## Problem details
Isolate every line in the data with the string "tree" and copy it.

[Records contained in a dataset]
-*-
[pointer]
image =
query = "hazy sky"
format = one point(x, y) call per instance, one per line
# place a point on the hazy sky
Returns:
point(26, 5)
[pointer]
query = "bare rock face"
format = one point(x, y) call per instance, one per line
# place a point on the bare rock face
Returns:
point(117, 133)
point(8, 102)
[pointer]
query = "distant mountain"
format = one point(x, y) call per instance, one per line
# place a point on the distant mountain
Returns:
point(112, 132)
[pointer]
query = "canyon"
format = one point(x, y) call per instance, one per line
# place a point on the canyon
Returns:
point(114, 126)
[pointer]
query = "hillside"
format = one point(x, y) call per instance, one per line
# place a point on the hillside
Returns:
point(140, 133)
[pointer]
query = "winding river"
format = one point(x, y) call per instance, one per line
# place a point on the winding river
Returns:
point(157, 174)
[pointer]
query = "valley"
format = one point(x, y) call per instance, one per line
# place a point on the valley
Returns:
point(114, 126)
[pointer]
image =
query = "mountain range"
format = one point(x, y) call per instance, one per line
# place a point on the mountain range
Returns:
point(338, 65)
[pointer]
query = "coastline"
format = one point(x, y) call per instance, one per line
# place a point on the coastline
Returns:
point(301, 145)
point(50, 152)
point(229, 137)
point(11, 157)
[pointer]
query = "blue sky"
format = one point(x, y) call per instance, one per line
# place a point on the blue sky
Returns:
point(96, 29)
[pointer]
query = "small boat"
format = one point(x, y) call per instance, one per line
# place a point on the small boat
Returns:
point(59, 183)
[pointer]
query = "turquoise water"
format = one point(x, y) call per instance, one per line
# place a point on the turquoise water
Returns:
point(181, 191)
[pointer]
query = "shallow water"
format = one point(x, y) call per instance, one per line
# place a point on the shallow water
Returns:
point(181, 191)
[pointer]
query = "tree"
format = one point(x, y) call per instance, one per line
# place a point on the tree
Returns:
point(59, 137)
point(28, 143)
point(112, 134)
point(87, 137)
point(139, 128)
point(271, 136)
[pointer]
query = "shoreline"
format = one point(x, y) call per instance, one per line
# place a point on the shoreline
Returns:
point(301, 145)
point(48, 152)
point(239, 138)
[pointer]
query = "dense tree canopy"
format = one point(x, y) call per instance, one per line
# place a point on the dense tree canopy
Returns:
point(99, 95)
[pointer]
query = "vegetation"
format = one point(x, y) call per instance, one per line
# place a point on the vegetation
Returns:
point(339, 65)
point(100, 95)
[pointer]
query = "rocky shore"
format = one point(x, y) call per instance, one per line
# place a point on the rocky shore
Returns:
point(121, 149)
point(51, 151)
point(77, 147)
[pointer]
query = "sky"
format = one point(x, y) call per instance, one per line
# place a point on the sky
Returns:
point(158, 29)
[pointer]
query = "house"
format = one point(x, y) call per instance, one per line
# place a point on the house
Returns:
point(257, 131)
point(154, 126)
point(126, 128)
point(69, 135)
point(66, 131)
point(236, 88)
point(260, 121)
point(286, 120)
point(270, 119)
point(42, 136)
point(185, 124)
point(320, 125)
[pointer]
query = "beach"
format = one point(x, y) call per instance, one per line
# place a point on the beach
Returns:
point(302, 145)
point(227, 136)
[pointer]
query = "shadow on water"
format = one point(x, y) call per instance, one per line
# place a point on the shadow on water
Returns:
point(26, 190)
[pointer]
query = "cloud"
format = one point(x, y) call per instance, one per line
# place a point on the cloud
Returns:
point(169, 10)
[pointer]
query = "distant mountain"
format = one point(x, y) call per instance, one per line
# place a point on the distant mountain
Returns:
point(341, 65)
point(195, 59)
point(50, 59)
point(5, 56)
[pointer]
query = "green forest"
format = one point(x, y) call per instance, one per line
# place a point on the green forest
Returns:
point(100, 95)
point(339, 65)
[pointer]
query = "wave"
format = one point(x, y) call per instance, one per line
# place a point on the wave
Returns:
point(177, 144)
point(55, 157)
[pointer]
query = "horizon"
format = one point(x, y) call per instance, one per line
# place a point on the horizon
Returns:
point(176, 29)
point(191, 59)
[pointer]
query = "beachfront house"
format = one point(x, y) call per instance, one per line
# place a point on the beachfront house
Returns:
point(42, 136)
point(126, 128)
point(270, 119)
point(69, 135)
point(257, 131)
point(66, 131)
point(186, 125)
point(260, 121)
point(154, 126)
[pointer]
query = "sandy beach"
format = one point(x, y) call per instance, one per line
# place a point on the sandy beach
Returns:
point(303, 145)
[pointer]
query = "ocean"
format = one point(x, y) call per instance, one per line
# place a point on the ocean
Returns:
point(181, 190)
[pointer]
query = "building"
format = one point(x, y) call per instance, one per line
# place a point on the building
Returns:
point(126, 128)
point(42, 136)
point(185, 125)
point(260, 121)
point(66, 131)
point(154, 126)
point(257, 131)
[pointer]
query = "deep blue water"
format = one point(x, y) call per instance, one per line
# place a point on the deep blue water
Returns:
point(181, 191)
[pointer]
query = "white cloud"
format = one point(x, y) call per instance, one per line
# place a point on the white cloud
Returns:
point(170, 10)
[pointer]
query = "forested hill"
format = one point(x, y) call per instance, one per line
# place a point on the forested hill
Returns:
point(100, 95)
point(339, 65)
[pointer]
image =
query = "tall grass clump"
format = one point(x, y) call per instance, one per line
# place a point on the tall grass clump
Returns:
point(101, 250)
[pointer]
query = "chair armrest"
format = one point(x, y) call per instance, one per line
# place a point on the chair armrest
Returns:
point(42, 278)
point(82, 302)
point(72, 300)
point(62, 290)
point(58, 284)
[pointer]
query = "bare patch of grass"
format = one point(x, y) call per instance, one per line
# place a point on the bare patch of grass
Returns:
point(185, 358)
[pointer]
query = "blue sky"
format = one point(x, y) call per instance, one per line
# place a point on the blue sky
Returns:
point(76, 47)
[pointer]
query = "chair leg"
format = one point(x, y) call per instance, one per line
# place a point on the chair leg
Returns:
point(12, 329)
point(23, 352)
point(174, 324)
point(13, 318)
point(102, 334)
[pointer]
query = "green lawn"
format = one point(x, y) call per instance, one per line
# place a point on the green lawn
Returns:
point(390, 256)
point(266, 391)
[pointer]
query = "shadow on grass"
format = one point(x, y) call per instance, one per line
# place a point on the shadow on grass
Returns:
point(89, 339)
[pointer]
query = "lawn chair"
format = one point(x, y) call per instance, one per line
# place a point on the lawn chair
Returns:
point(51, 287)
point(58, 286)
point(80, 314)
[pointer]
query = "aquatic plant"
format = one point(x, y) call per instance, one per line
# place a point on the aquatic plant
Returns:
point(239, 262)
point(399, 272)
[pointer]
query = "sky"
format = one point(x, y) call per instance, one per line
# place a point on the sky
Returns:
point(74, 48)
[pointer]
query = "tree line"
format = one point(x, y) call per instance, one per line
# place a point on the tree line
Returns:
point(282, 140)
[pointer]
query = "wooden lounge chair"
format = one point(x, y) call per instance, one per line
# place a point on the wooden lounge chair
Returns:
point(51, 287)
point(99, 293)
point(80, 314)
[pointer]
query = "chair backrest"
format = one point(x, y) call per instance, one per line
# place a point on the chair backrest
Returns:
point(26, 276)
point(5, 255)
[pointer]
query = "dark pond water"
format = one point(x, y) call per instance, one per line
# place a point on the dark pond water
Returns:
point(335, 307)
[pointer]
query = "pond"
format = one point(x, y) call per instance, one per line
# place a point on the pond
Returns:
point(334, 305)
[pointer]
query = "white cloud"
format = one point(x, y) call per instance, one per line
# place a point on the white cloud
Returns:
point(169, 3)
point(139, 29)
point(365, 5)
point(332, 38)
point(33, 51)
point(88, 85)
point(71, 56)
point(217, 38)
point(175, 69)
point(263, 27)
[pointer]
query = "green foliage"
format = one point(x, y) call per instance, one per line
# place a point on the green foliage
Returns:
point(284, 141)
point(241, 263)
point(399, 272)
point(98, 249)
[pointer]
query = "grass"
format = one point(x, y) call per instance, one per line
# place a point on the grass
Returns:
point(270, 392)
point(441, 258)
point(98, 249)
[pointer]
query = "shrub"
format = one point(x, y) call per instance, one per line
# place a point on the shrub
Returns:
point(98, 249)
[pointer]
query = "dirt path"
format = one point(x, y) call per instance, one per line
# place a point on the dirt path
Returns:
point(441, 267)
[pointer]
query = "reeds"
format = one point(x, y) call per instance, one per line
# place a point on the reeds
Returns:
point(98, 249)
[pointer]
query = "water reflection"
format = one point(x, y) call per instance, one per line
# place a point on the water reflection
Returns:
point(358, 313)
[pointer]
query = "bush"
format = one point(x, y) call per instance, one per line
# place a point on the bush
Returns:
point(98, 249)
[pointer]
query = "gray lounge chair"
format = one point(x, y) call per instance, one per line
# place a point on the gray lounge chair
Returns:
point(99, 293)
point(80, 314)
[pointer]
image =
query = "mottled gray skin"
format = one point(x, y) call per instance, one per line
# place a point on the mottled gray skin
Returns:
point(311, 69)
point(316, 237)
-*-
## Reply
query = "tree"
# place a point on the tree
query = "dense tree canopy"
# place a point on the dense tree canopy
query = "tree line"
# place a point on the tree line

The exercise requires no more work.